The ethos behind the wine list is to supply great wines at good prices and there are certainly plenty to choose from by the glass and bottle, spanning the old and new world, natural and skin-contact – with few creeping above the £50 mark.

John Calton
John Calton

The pro restaurant reviewer

Our editor Laura Rowe has reviewed restaurants for more than a decade. You can follow her on Twitter and Instagram at @lauraroweeats.


The punter restaurant reviewer

Junior NHS doctor Matthew Bowker lives in Newcastle upon Tyne and eats out at least once a week. His favourite food is seafood and his best eating-out experience was at L’Enclume in Cartmel. But he’s rather partial to chips and curry sauce, too.


Our pro’s Route, Newcastle restaurant review…

The staff at Route, a modern bistro minutes from the River Tyne, might not have registered the booking I’d made weeks before but luckily (for me) there were plenty of empty seats to choose from. *I was recognised by the end of the meal.

Food comes when it’s ready and the service is easygoing. The staff know the intricacies of every dish and every wine, and they’re more than happy to recommend.

We choose Ciello, a Sicilian orange wine, which comes served in a tumbler (with a thoughtful second glass of ice, in case it wasn’t cold enough). It smells like honey but with a clean funk that works well with the succession of plates to come. We start with breaded and deep-fried duck hearts on a bed of crushed minty peas, with a slick of black, pickled walnut ketchup. It’s pleasant but doesn’t wow. Stuffed tomato, that comes next, steals that crown.

....

• GOALS:
1 > Which wine does the pro reviewer's table choose in the Route restaurant review?
2 > Resume the Route restaurant review after its last sentence.

• RECORDED INFORMATION:
....

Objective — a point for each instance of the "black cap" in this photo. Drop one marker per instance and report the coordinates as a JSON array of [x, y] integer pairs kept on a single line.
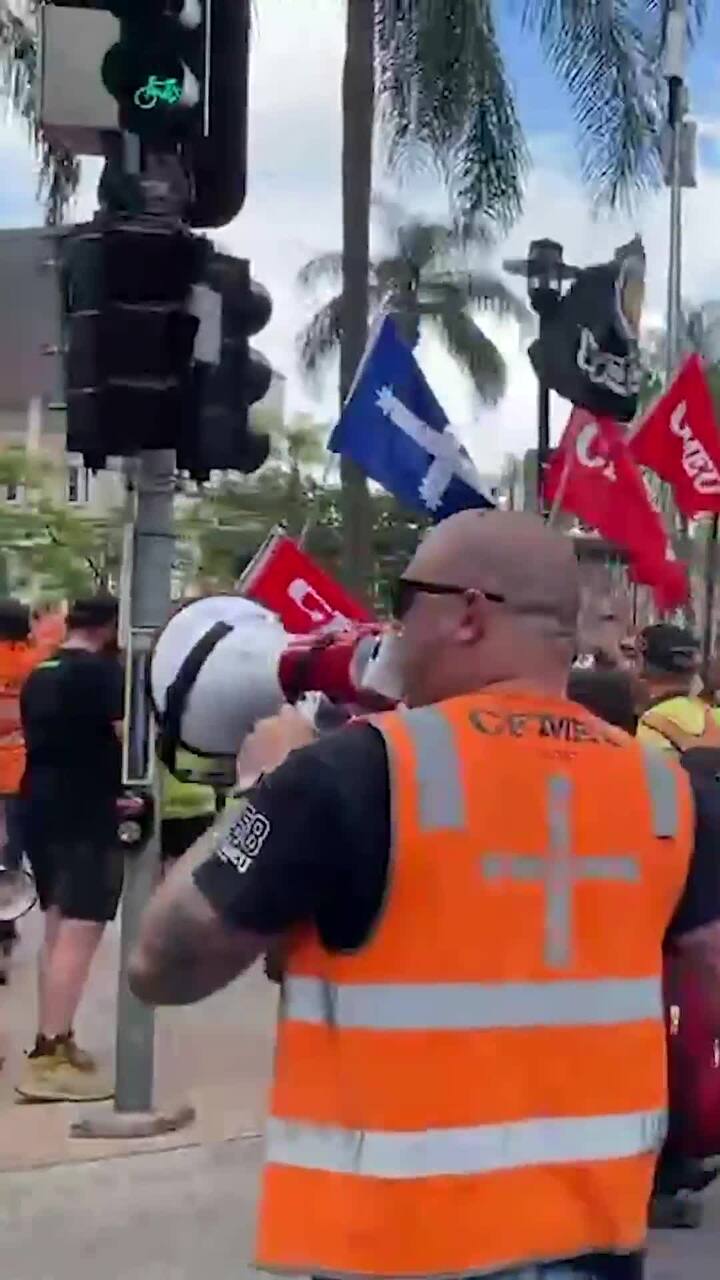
[[92, 612], [14, 620], [670, 649]]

....

• TASK-BY-TASK ANSWERS:
1 > Ciello, a Sicilian orange wine.

2 >
Deep-fried duck hearts on crushed minty peas
Deep-fried duck hearts on crushed minty peas

It smells incredible as it lands on the table. Collapsing under the weight of caramelised, chewy, melted cheddar curds, and fragrant from the vine, oregano and basil, inside we discover tender rabbit pepped up with gentle spice from soft black pudding. A tangy, sweet and sour sauce with the disembowelled tomato flesh ties it all together.

Crisp sea trout fritters (discover our best fritter recipes here) packed with sweet peas and soft potato come with a fiery aïoli that causes too much commotion on the plate alongside some well-seasoned heritage tomatoes. Then comes North Sea squid. It’s frozen first to help tenderise, we’re told – and tender it is. The best dish yet, with a tangy (and incredibly delicious) green olive paste, there’s more aïoli (this time it works) with crisp shards of garlic, capers and waxy Pippa potatoes soaking up all that flavour. Next we order a comically large plate of cod that’s so tender it barely holds together on the fork. Cubes of smoked eel, brown shrimp, pickled and roasted fennel, super-smooth celeriac purée, capers and oyster leaf make up yet another seriously standout dish.

Chocolate fondant would have been better without chewy honeycomb but it’s forgivable thanks to its moreishly molten heart and accompanying scoop of cherry sorbet, which is refreshingly tart.

THE BOTTOM LINE

This is easy eating, modern, casual cookery at its near-best, with a cracking wine list to boot.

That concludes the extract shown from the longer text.